** WORK INSTRUCTION **
Among the entries below, extract exactly the lines that run from the one with "# point at: reflective" through the one with "# point at: construction", both ends included.

[DATASET — start]

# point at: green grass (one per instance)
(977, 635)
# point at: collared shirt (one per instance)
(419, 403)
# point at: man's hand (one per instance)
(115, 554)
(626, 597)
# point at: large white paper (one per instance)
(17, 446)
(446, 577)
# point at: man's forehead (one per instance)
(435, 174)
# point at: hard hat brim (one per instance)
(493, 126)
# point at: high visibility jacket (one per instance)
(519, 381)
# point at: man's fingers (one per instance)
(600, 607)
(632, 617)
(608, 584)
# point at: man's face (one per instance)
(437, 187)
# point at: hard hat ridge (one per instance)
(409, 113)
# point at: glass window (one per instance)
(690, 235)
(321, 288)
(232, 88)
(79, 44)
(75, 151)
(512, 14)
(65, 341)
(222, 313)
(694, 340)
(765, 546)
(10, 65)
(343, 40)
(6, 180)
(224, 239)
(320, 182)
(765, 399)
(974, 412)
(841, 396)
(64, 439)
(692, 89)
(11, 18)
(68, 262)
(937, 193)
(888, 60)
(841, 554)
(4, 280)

[DATASET — finish]
[DATASET — start]

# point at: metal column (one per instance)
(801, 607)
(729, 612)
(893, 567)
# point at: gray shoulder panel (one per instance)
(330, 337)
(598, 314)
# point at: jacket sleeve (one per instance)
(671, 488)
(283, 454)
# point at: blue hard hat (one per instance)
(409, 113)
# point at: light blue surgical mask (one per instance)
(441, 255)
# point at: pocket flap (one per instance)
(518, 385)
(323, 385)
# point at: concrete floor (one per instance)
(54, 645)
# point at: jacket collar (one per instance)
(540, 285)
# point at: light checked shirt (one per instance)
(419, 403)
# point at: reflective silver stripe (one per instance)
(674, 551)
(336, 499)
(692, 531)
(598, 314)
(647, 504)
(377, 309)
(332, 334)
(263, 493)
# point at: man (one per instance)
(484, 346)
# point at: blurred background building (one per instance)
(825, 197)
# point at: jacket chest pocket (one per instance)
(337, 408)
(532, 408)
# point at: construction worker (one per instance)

[DATASET — finish]

** OUTPUT OF THE TASK **
# point at: reflective silver stripe (one per instance)
(674, 551)
(336, 499)
(692, 531)
(598, 314)
(647, 504)
(377, 309)
(332, 334)
(263, 493)
# point at: man (one per instance)
(484, 346)
# point at: blurred background building (one per instance)
(825, 197)
# point at: jacket chest pocket (one per instance)
(337, 408)
(532, 408)
# point at: construction worker (one per instance)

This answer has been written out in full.